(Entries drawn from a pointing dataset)
___

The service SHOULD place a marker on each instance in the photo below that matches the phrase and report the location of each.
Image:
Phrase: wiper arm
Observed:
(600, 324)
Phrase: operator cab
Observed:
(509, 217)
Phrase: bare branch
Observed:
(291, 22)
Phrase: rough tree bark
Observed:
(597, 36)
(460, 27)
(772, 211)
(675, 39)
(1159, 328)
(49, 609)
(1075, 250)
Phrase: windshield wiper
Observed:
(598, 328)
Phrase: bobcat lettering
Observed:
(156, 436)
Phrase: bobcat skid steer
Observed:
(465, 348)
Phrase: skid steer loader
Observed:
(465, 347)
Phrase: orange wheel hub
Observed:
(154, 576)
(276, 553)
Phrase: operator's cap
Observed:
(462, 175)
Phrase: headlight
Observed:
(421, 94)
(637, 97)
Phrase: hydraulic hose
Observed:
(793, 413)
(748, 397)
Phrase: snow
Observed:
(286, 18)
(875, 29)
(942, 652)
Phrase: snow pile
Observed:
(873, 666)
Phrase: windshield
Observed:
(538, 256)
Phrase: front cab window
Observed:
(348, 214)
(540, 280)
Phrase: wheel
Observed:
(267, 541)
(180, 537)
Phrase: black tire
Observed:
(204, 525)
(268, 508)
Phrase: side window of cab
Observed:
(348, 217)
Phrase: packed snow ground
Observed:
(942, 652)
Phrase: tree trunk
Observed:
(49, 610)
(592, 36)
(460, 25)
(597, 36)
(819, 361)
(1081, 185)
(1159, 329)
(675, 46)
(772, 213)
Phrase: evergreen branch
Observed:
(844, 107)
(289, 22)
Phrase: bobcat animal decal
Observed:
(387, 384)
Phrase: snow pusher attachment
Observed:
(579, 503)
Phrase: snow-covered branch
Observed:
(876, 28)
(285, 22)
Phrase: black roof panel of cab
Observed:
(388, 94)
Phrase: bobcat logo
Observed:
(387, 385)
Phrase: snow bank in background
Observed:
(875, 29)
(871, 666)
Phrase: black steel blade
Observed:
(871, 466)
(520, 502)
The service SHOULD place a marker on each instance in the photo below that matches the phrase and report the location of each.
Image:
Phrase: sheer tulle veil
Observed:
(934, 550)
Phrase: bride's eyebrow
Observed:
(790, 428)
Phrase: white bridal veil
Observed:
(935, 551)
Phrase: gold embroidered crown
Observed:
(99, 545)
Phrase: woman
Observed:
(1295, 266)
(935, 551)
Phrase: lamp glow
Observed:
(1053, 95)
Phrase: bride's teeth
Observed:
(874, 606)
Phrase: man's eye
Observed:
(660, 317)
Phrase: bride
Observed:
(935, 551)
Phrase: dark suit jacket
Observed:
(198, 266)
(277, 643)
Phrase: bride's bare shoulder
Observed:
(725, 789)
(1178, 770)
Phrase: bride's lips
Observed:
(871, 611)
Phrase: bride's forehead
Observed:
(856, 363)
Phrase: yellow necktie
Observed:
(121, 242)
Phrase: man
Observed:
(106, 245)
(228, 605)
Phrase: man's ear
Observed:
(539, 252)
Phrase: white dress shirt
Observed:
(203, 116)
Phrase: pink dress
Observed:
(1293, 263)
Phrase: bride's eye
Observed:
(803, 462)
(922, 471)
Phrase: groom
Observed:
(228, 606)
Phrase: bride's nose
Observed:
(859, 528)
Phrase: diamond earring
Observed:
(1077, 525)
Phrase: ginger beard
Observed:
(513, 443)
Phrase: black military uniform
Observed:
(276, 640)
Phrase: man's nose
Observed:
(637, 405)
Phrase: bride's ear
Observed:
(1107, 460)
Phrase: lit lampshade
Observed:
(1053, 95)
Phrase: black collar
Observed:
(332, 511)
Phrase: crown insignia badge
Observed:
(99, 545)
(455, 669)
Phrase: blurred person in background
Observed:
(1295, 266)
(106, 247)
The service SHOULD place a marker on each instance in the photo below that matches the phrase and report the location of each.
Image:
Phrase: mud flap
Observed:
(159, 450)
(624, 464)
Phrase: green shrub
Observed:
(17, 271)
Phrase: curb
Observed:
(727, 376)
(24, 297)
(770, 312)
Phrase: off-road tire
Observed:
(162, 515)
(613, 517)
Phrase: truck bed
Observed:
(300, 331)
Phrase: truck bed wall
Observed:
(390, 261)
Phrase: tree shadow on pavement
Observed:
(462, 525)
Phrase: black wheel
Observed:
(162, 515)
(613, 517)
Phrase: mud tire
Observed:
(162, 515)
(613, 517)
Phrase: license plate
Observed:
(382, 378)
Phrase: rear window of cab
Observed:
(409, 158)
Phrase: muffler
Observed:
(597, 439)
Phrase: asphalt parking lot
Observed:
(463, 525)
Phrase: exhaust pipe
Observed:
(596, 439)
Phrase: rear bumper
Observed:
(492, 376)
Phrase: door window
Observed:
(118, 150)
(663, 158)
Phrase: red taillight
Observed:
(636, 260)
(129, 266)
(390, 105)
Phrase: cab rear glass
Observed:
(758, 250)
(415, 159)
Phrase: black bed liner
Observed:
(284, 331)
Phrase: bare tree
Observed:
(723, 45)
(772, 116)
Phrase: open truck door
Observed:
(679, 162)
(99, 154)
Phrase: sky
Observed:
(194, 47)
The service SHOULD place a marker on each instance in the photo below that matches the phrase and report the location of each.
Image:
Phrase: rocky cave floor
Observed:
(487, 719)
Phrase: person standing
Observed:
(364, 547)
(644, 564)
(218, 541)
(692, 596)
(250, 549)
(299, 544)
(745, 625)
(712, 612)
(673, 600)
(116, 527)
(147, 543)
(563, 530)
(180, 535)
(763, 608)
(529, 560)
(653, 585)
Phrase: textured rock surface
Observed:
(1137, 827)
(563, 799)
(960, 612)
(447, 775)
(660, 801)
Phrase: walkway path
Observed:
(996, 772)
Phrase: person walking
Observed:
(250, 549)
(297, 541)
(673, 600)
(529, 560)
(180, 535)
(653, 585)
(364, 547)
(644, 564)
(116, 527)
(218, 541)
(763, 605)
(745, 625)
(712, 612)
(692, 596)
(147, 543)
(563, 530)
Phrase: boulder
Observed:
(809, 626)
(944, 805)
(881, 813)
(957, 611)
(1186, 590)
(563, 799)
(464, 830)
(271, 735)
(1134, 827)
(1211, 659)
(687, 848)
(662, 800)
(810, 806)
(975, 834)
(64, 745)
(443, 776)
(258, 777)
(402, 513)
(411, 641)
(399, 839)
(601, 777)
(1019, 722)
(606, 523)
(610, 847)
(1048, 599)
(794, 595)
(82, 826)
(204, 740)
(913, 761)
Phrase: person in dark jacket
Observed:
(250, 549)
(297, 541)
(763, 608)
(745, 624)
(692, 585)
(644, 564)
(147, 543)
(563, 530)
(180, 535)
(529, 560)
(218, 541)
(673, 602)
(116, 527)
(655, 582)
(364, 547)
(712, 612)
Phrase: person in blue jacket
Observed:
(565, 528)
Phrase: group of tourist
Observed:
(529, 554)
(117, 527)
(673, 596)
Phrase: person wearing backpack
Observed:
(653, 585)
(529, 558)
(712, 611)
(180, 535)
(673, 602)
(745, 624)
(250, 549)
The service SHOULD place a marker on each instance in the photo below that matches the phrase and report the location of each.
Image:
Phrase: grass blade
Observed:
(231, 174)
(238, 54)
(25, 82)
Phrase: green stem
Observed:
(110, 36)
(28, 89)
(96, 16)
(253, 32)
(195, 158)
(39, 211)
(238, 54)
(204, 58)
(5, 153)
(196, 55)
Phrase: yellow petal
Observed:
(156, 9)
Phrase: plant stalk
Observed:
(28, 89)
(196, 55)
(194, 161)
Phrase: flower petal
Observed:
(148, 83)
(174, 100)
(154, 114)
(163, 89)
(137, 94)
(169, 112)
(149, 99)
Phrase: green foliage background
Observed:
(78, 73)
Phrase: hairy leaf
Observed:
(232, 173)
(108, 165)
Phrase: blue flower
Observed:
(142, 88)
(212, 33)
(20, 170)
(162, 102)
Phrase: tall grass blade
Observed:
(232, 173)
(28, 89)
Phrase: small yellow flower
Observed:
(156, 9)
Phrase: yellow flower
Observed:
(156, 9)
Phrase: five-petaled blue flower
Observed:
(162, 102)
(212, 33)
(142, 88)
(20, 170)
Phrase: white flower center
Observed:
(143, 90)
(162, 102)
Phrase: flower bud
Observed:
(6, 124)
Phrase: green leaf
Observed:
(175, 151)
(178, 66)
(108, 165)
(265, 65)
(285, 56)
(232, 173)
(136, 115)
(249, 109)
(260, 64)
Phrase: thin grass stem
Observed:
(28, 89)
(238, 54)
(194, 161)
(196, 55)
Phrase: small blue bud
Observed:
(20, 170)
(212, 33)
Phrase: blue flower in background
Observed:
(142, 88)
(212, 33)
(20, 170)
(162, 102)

___

Please return everything from the start of the items down to the line containing "(1075, 250)", including both of those lines, copied without any change.

The service SHOULD place a marker on each instance in the photo below that matches the phrase and report the location of each.
Image:
Phrase: wiper arm
Observed:
(600, 324)
Phrase: operator cab
Observed:
(509, 217)
Phrase: bare branch
Observed:
(291, 22)
Phrase: rough tree bark
Observed:
(597, 36)
(460, 27)
(772, 211)
(675, 39)
(1159, 328)
(49, 609)
(1075, 250)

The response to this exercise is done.